LIST OF TASKS:
1. In the article on Johannesburg's support for entrepreneurs, how many opportunity centres does the department's latest annual report set as its goal?
2. Carry on the article on Johannesburg's support for entrepreneurs from the point where it stops.

SUPPLIED PASSAGE:
A market for women entrepreneurs was held in Johannesburg on May 7, 2023 at
Constitution Hill. Photo: File

The Department of Economic Development (DED) is responsible for entrepreneurship in formal and informal sectors, which they refer to “the backbone of any economy” on their website. The department’s mandate promises to, “Support the city towards achieving a 5% economic growth rate and to bringing down unemployment by 2021.” This includes promoting SMMEs, informal traders and streamlining regulation.

However, the department is yet to achieve the economic growth target in the City of Johannesburg, only seeing 0,79% growth in 2018, while the unemployment rate continues to grow, as jobs cannot be created fast enough for a growing population. In addition, the support laid out by the city for entrepreneurs and informal traders is regarded as inadequate by the GEM, who lists South Africa as the worst of over 50 participating countries in entrepreneurial framework conditions. 

This means that South Africa, and Johannesburg in particular, has no adequate framework conditions. These conditions include financing, policy, taxes and bureaucracy, city programmes, school-level entrepreneurship education and training. In addition, despite the department spending R10 billion in the last seven years towards these aims, they have consistently underspent their budget allocated by the city treasury, according to their annual and quarterly reports.

In the “Young Entrepreneurship Policy and Strategy Framework,” the vision is to make Johannesburg “the leading city in entrepreneurial development in the developing world by 2025” through removing barriers of poverty and unemployment. The policy was drawn up in 2009.

According to Leah Knott, Johannesburg Ward councillor and MMC for Economic Development between 2016- and 019, the Johannesburg policy on entrepreneurship has not been amended since. Knott said that this document is outdated, “we should be renewing policy every five years. But it takes 18 months to two years to be approved by council and this can’t happen when the Johannesburg government changes every five minutes.” Referring to the frequent changing of hands in the city’s coalition government, Knott added that, “when government changes, policies in the process go back to the beginning.”

In an effort to support entrepreneurs in Johannesburg, the DED launched ten opportunity centres throughout the city. Knott, who held the role of MMC during the rollout of the centres, said: “The majority of small businesses fail in their first three years, and so the centres give a leg up to entrepreneurs and give them the necessary tools to succeed, like how not to eat profits before seeing a return.”  The opportunity centres serve as entry points to local communities to access guidance and cut the red tape of bureaucracy when starting a business or growing an informal business into a sustainable, formal business.

This project began with the transformation and expansion of what used to be “business centres” according to Knott, who managed small advisory desks in regions E and A, Diepsloot and Alaxendra. The opportunity centres were created in collaboration with various Johannesburg-based communities, who said they did not visit the centres previously because they could not access them due to their placement. The department has since opened 10 opportunity centres in Diepsloot, Montclare, Florida Park, Soweto, the Johannesburg CBD, Alexandra, Braamfontein, the Joburg Market, Elderado Park and a mobile centre which travels to remote areas. The latest annual report from the department said that the rollout is only partly complete, with a goal to open 14 centres.

The DED’s website states that “the purpose of the opportunity centres is to create an environment where entrepreneurs and small businesses can thrive”. Knott said that the centres provide help and advice on finances as well as tax returns, accounting and registration with the CIPC. Workers at these centres are not required to have any entrepreneurial experience themselves, according to the department’s job description.

Collected data
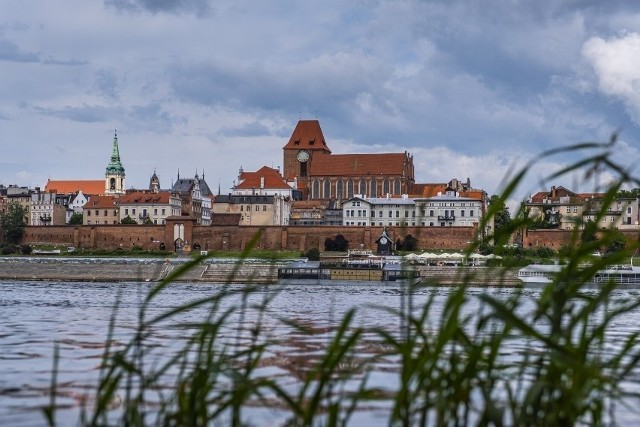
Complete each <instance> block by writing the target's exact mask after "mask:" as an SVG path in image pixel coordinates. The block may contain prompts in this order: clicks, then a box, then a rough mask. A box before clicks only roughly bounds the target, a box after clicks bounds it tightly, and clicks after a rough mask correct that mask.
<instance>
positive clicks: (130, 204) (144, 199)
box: [118, 191, 171, 205]
mask: <svg viewBox="0 0 640 427" xmlns="http://www.w3.org/2000/svg"><path fill="white" fill-rule="evenodd" d="M170 196H171V193H169V192H168V191H161V192H159V193H145V192H142V191H136V192H133V193H127V194H125V195H123V196H120V198H119V199H118V204H119V205H158V204H161V205H162V204H164V205H168V204H169V197H170Z"/></svg>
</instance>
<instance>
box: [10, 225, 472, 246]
mask: <svg viewBox="0 0 640 427" xmlns="http://www.w3.org/2000/svg"><path fill="white" fill-rule="evenodd" d="M172 218H178V219H175V220H171V221H169V220H167V224H166V225H146V226H145V225H83V226H72V225H65V226H28V227H26V228H25V233H24V236H23V239H22V243H24V244H51V245H65V246H74V247H77V248H87V249H107V250H114V249H117V248H123V249H130V248H133V247H134V246H137V247H141V248H143V249H159V248H160V246H161V244H164V247H165V248H166V249H168V250H172V249H173V247H174V240H175V238H174V237H175V236H176V234H175V230H176V227H178V226H180V227H182V231H180V232H181V233H182V234H181V235H182V236H183V237H182V239H183V240H184V242H185V245H186V248H187V249H189V248H191V247H193V246H194V245H195V244H196V243H197V244H198V245H199V247H200V248H201V249H202V250H242V249H245V248H246V247H247V246H248V245H249V244H251V242H252V241H254V240H255V242H254V243H255V244H254V247H256V248H258V249H270V250H292V251H301V252H302V251H306V250H308V249H312V248H318V249H320V250H324V242H325V241H326V239H328V238H331V239H334V238H335V237H336V236H337V235H338V234H341V235H342V236H344V238H345V239H346V240H347V241H348V242H349V247H350V248H360V247H361V245H362V247H364V248H369V249H375V247H376V244H375V242H376V240H377V239H378V238H379V237H380V236H381V234H382V232H383V228H382V227H357V226H325V227H306V226H288V227H282V226H266V227H244V226H243V227H240V226H196V225H194V224H193V221H189V219H186V220H185V219H180V218H179V217H172ZM475 233H476V228H475V227H387V234H388V235H389V237H391V239H392V240H393V241H397V240H398V239H404V238H405V237H406V236H407V235H409V234H410V235H411V236H412V237H413V238H415V239H417V240H418V248H429V249H443V250H455V249H458V250H460V249H464V248H465V247H466V246H467V245H468V242H470V241H471V240H473V238H474V236H475Z"/></svg>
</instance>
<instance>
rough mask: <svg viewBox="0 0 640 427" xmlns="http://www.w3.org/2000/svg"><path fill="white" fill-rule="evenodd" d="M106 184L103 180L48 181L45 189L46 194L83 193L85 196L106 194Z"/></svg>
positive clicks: (44, 188)
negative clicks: (93, 194) (86, 194)
mask: <svg viewBox="0 0 640 427" xmlns="http://www.w3.org/2000/svg"><path fill="white" fill-rule="evenodd" d="M104 190H105V182H104V180H103V179H101V180H97V179H95V180H66V181H65V180H51V179H50V180H48V181H47V184H46V185H45V187H44V191H45V192H46V193H58V194H71V193H77V192H78V191H82V192H83V193H84V194H95V195H97V194H104Z"/></svg>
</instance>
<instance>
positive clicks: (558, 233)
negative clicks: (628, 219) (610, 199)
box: [522, 230, 640, 251]
mask: <svg viewBox="0 0 640 427" xmlns="http://www.w3.org/2000/svg"><path fill="white" fill-rule="evenodd" d="M620 232H621V233H622V234H623V235H624V236H625V237H626V238H627V240H630V241H632V240H638V239H639V238H640V232H638V231H631V230H620ZM574 233H575V232H574V231H571V230H529V231H526V232H525V233H524V235H523V239H522V246H523V247H524V248H536V247H539V246H544V247H547V248H550V249H553V250H556V251H557V250H558V249H560V248H561V247H563V246H567V245H570V244H571V240H572V238H573V236H574ZM578 237H579V235H578Z"/></svg>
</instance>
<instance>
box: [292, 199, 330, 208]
mask: <svg viewBox="0 0 640 427" xmlns="http://www.w3.org/2000/svg"><path fill="white" fill-rule="evenodd" d="M326 206H327V204H326V202H323V201H322V200H317V199H316V200H294V201H292V202H291V209H322V208H326Z"/></svg>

WRITTEN ANSWERS:
1. 14 centres.

2.
They do not provide funding to clients, but they do assist with access to funding, mostly through the Gauteng Enterprise Propeller. According to assistant key accounts manager, Nomonde Zulu, access to funding can be secured by applying on the propellers website or by visiting one of their offices.

Including training, events and workshops, the centres have supported 14,294 entrepreneurs in the last financial year. This means that less than five entrepreneurs visit a centre per day. The department acknowledged this low number in their latest report and said it would be able to make more of an impact and reach more clients if they were granted a locomotive allowance. This request has been put forward in the past two financial years and denied due to no budget being available. The department is set to resubmit the request in the next financial year. 

Contrary to the statement provided, the financial performance of the department, which is listed in the same quarterly report, states that the department was granted an advertising budget of R1,084,000 for the last financial year but spent only R257,000 of it.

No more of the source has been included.